■ To do:
A) Answer these questions about the comment replies, each on its own line:
(i) How many points does the writer say they will take in the reply to Marcolo?
(ii) Which artist did the writer turn to for something masculine with horses?
(iii) Why did the writer pick the kitchen picture with the vent/hood?
B) Reproduce the comment replies word for word from "Cawaps- I wanted" to "the Old West.".

Marcolo- Thank you...I'll take the ten points! :)

Cawaps- I wanted to pick something masculine, with horses and Remington has so many wonderful choices. His paintings capture the horses, the elements, the danger...and ideally the freedom of the Old West.

Pal- Thank you. The Monet kitchen was more difficult, because I post these types of kitchens, much more often. The pastel colors, the soft curves (to reflect the trees and shrubs) the cool tones and reflection of the water...but the warm hints in the sky. I tried to capture those elements, by using lots of warm white, the soft blue, the plants and flowers in almost every shot...and the warm touches of pink and peach, against the ivory and blues/greens. I chose the picture of the kitchen with the vent/hood, specifically because it reflected the curve of the trees in the background of the painting.

■ Excerpted data:

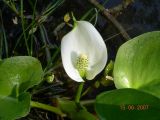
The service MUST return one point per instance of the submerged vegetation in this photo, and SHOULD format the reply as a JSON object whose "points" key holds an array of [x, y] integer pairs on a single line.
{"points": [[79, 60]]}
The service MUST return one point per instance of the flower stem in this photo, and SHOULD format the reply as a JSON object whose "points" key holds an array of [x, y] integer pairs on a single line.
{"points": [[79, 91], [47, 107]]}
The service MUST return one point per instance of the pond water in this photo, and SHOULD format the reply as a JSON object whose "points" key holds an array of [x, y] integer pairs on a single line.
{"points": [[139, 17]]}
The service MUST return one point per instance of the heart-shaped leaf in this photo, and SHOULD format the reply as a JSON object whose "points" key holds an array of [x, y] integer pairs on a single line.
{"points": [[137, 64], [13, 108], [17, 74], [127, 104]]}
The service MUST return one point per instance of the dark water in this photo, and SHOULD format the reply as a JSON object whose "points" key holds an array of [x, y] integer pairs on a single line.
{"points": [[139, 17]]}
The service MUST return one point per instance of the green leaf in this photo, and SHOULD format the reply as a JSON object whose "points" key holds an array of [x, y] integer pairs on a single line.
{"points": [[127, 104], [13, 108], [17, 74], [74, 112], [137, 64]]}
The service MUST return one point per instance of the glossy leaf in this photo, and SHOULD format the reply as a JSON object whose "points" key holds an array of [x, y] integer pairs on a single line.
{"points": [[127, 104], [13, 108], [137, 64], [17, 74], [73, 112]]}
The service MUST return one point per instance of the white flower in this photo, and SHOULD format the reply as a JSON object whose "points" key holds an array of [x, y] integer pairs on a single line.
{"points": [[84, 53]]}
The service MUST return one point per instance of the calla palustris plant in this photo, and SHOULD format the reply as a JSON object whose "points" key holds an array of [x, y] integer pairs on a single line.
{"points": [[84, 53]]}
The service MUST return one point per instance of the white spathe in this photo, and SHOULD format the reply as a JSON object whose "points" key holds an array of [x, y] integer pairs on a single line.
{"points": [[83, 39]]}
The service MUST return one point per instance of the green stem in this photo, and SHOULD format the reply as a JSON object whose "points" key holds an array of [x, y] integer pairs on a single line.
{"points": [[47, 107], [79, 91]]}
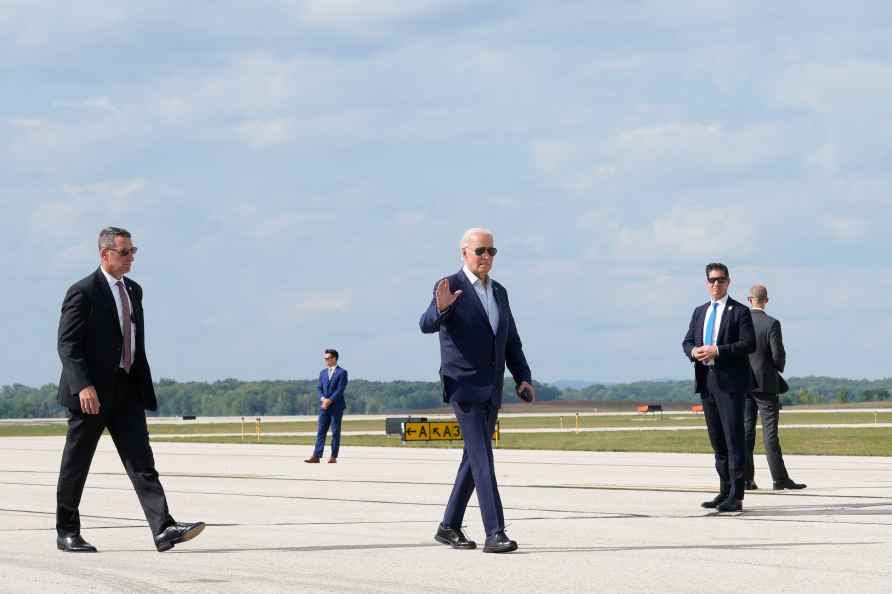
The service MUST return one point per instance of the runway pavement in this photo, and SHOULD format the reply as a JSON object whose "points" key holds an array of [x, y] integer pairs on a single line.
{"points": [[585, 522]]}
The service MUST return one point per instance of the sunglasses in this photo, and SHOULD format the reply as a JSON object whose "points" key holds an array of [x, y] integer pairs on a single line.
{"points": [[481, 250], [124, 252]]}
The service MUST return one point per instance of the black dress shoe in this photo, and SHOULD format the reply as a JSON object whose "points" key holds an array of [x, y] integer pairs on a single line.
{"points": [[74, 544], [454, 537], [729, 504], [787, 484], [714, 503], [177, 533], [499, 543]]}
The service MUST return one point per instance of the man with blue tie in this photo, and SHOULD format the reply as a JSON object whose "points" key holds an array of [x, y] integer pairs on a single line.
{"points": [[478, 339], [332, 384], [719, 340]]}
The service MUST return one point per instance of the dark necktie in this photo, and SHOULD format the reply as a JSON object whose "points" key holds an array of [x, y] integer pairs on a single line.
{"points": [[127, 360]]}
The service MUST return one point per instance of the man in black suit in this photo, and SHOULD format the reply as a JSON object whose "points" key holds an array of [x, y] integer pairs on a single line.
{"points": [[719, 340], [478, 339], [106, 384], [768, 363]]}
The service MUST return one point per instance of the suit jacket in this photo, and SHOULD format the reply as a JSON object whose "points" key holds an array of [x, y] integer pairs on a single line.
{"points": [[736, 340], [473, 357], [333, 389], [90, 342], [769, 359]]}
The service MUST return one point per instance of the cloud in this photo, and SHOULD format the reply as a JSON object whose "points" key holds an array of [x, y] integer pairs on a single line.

■ In response:
A)
(i) Ten.
(ii) Remington.
(iii) It reflected the curve of the trees in the background of the painting.

B)
Cawaps- I wanted to pick something masculine, with horses and Remington has so many wonderful choices. His paintings capture the horses, the elements, the danger...and ideally the freedom of the Old West.